**Voci:**
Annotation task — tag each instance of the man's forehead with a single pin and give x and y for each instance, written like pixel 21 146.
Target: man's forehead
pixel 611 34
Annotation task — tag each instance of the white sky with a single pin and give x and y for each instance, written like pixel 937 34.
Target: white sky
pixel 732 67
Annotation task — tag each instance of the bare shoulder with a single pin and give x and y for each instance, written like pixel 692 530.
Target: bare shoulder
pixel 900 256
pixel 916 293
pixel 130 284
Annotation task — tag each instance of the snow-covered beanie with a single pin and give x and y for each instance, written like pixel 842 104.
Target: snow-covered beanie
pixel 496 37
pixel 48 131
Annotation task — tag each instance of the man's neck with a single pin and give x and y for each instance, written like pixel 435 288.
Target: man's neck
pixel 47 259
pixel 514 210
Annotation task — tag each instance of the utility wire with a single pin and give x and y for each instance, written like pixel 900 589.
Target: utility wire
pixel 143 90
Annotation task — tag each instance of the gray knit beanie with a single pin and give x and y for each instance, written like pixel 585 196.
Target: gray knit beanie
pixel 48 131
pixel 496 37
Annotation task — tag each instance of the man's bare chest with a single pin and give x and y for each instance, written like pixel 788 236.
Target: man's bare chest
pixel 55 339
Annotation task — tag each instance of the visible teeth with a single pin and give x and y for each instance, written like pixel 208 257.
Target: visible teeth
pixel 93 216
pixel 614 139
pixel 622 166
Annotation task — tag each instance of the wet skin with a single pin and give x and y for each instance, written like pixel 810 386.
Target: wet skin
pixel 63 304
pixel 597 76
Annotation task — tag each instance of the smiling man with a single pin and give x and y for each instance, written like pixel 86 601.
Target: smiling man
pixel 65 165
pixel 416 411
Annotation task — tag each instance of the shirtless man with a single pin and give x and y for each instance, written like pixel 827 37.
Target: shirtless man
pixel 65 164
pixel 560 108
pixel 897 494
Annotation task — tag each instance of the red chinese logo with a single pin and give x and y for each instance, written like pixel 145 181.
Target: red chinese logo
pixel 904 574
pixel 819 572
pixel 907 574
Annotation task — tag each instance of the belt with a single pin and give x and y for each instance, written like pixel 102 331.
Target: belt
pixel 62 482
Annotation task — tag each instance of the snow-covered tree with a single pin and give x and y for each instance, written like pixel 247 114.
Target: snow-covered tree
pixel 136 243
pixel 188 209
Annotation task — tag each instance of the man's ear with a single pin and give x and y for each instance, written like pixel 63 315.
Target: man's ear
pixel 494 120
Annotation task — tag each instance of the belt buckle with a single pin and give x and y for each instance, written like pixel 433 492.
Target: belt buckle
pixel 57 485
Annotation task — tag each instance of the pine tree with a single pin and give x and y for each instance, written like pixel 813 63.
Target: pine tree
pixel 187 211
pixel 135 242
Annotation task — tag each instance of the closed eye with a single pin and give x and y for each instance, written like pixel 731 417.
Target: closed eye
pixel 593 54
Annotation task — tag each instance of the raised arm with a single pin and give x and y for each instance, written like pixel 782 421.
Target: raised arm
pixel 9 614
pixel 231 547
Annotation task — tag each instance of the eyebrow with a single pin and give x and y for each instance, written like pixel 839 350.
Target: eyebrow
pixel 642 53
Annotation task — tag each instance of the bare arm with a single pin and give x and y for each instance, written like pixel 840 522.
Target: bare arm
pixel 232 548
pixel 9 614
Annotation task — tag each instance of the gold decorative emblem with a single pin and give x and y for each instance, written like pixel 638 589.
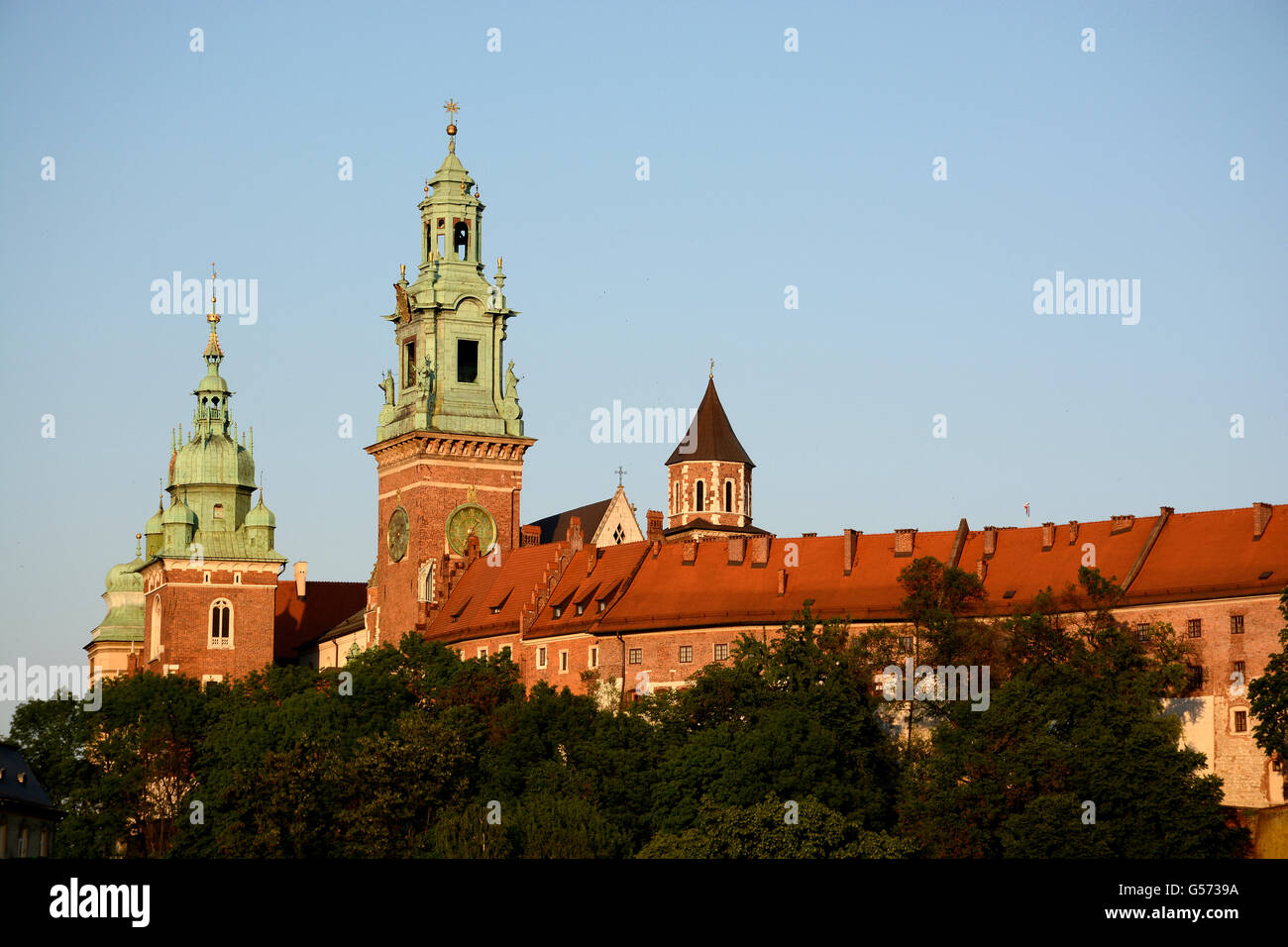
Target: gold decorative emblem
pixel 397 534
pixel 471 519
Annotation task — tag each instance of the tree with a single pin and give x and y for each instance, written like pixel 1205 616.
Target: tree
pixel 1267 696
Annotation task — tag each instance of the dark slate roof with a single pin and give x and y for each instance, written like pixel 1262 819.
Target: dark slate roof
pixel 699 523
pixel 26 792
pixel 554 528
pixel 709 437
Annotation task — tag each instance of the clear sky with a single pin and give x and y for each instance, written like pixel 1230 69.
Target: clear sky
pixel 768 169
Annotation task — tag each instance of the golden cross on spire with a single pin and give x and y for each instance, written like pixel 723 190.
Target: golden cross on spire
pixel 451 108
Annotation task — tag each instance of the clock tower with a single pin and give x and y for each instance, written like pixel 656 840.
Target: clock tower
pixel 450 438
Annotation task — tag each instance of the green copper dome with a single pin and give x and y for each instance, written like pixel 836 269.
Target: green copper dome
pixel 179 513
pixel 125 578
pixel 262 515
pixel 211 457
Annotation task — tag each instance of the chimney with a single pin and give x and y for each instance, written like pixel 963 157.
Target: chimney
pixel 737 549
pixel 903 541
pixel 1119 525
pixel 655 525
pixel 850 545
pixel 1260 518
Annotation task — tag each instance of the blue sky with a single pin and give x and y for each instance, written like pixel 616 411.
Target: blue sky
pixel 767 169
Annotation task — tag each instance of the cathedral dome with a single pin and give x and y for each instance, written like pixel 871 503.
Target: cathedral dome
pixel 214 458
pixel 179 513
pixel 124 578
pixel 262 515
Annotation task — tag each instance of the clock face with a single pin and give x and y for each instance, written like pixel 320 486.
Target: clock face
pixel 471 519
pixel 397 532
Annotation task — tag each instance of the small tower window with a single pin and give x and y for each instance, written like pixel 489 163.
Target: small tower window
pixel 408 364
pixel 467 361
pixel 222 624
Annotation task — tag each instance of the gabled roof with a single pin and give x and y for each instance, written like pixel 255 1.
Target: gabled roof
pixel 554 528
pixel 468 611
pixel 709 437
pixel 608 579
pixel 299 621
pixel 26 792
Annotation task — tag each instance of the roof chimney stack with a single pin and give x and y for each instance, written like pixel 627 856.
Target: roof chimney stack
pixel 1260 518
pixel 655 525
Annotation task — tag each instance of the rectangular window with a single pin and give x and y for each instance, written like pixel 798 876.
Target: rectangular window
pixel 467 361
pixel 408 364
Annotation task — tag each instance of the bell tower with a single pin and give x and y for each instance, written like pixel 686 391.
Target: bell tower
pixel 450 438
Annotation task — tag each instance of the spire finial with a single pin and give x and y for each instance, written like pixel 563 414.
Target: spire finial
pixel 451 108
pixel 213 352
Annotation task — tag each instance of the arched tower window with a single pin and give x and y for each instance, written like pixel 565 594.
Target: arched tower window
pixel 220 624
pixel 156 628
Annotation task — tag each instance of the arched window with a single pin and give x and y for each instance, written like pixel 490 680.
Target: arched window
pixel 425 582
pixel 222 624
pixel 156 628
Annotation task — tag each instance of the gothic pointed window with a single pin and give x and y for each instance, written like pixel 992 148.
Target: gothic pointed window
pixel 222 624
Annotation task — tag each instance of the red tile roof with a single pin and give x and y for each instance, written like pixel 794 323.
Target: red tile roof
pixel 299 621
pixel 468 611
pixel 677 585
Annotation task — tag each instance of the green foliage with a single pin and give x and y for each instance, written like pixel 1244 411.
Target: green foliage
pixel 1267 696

**Compito assegnato:**
Riscrivi senza alcuna modifica le righe delle voci che vanno da quella contenente "Annotation task — tag each instance of the gray" a quella contenente "pixel 62 482", comprese entrambe.

**Risposta completa:**
Annotation task — tag each instance of the gray knit beanie with a single pin and give x and y for each instance, written like pixel 585 196.
Target: gray knit beanie
pixel 48 131
pixel 496 37
Annotation task — tag each instance of the man's bare chest with a single pin and give x and y for each instance, written like pixel 788 236.
Target: man's bare chest
pixel 55 339
Annotation task — tag each instance of the visible teeth with a single pin and give x and y for each instance, written like pixel 208 257.
Target: visible teeth
pixel 93 216
pixel 614 139
pixel 622 166
Annotation task — tag each instance of the wet skin with a single pin and give x and y for each instance, written like pixel 810 386.
Target: wet skin
pixel 63 304
pixel 597 76
Annotation task — tag each instance of the smiling man with a single pin and give x and y for each instance, written like pixel 86 601.
Target: smiling man
pixel 65 165
pixel 416 411
Annotation task — tag each instance of the shirtless man with a single pin and give x and y for each instance, written like pixel 827 37.
Target: shirtless man
pixel 65 164
pixel 560 108
pixel 897 494
Annotation task — tag each instance of the red chinese logo with a single pin and give x and y for each instance, written like pixel 145 181.
Target: red chinese logo
pixel 904 574
pixel 819 572
pixel 907 574
Annotation task — tag each instance of the belt with a single pin and give x and y for each instance, written like pixel 102 331.
Target: belt
pixel 62 482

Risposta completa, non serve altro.